- [Selected excerpt]

——

It is fair to note, for instance, that the Akilano Akiwumi tribunal lacked the benefit of professional input when reviewing the remuneration packages for Members of Parliament and the employees of the National Assembly. While acknowledging the importance of the task that lay before such a tribunal, (or as may come before a commission such as the one proposed for the future), it is difficult to rule out the possibility that the outcome of such an important exercise as remuneration structuring, might amount to nothing more than a ‘bandaging' response to a festering wound requiring a ‘surgical’ approach.
My recommendation when I appeared before the tribunal on April 3, 2009, was for the tribunal to take a long-term view and advise the government on the need to develop professional capability with the capacity to address issues of salaries administration and compensation structuring within the public and constitutional institutions.
The potential to build a cadre of professionals in this area, I noted, was high. And the Directorate of Personnel Management was one place to look for possible candidates.

——

- [Extracted information]
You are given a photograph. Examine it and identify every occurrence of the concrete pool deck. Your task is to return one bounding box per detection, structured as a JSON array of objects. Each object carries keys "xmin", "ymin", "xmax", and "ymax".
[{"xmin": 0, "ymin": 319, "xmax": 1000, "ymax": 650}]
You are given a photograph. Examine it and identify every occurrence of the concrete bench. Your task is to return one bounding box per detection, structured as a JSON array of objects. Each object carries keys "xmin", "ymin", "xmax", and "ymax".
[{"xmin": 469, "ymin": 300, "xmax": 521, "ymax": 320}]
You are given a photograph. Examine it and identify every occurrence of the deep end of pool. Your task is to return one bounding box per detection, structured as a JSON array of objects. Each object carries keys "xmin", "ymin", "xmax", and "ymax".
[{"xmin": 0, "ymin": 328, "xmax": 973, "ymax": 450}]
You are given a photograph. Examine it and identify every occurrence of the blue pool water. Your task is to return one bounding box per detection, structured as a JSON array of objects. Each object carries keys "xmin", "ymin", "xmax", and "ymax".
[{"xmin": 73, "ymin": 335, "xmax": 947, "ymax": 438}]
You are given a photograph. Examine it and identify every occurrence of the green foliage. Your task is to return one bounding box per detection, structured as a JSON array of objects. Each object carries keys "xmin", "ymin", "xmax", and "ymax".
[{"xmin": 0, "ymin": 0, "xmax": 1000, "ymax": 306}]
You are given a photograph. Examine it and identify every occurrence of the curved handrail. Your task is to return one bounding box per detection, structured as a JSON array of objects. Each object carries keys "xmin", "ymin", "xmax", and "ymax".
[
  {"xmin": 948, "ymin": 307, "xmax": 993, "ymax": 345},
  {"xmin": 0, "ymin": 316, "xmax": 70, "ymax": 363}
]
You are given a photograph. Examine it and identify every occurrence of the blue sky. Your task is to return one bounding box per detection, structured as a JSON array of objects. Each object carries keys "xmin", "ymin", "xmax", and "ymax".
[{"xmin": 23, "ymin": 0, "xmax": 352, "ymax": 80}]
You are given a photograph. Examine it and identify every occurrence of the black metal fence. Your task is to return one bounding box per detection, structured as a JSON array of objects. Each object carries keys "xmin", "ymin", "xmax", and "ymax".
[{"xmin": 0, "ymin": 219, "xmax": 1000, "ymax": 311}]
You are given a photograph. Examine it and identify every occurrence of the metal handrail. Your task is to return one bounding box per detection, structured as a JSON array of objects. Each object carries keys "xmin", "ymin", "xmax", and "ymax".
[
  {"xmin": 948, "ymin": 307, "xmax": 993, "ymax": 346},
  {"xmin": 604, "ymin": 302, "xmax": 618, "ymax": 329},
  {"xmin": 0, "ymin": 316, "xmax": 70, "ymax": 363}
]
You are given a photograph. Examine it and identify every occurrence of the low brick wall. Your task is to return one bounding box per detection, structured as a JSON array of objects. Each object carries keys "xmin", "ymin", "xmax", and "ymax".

——

- [Written task 1]
In the excerpt about the Akiwumi tribunal, on what date did the writer appear before the tribunal?
- [Written task 2]
Repeat the part of the excerpt about the Akiwumi tribunal starting with "My recommendation when" and going on through "for possible candidates.".
- [Written task 3]
Pick up the excerpt about the Akiwumi tribunal after its last sentence and keep writing.

- [Expected output 1]
April 3, 2009.

- [Expected output 2]
My recommendation when I appeared before the tribunal on April 3, 2009, was for the tribunal to take a long-term view and advise the government on the need to develop professional capability with the capacity to address issues of salaries administration and compensation structuring within the public and constitutional institutions.
The potential to build a cadre of professionals in this area, I noted, was high. And the Directorate of Personnel Management was one place to look for possible candidates.

- [Expected output 3]
My suggestion was similar to a proposal I had made earlier, in 2004, when a job evaluation exercise was underway for the Civil Service. My proposal then was to assist DPM in acquiring skills that would enable the government to monitor and evaluate the on-going exercise, so that its successful implementation might be realized.
I still do believe that the requisite capability can be developed within DPM, so that professional input is always readily available whenever the need to review remuneration structures arises, either in the public sector in general, or in constitutional institutions. Furthermore, it would help maintain, monitor and manage the installed remuneration structures. 
In conclusion I should add that, without the existence of a logical framework within which the administration of remuneration can be carried out, it will always remain a challenge to remove, or even minimize inequalities in a remuneration system, be it in the public or in the private sector of our economy.
Indeed, without professional input, a commission such as the one to be constituted may not have the tools to enable it to fairly, and adequately, address compensation issues in what is bound to be an increasingly complex work place with ever changing needs for new skill-sets.
I strongly believe that there is an urgent need for the government, in this case, the employer, in collaboration with the SRC, to consider building the necessary know-how in compensation structuring and job evaluation practices, as a high priority. Without the requisite internal know-how for the public sector, we can expect huge sums of the taxpayers' money to be squandered on projects that cannot be implemented.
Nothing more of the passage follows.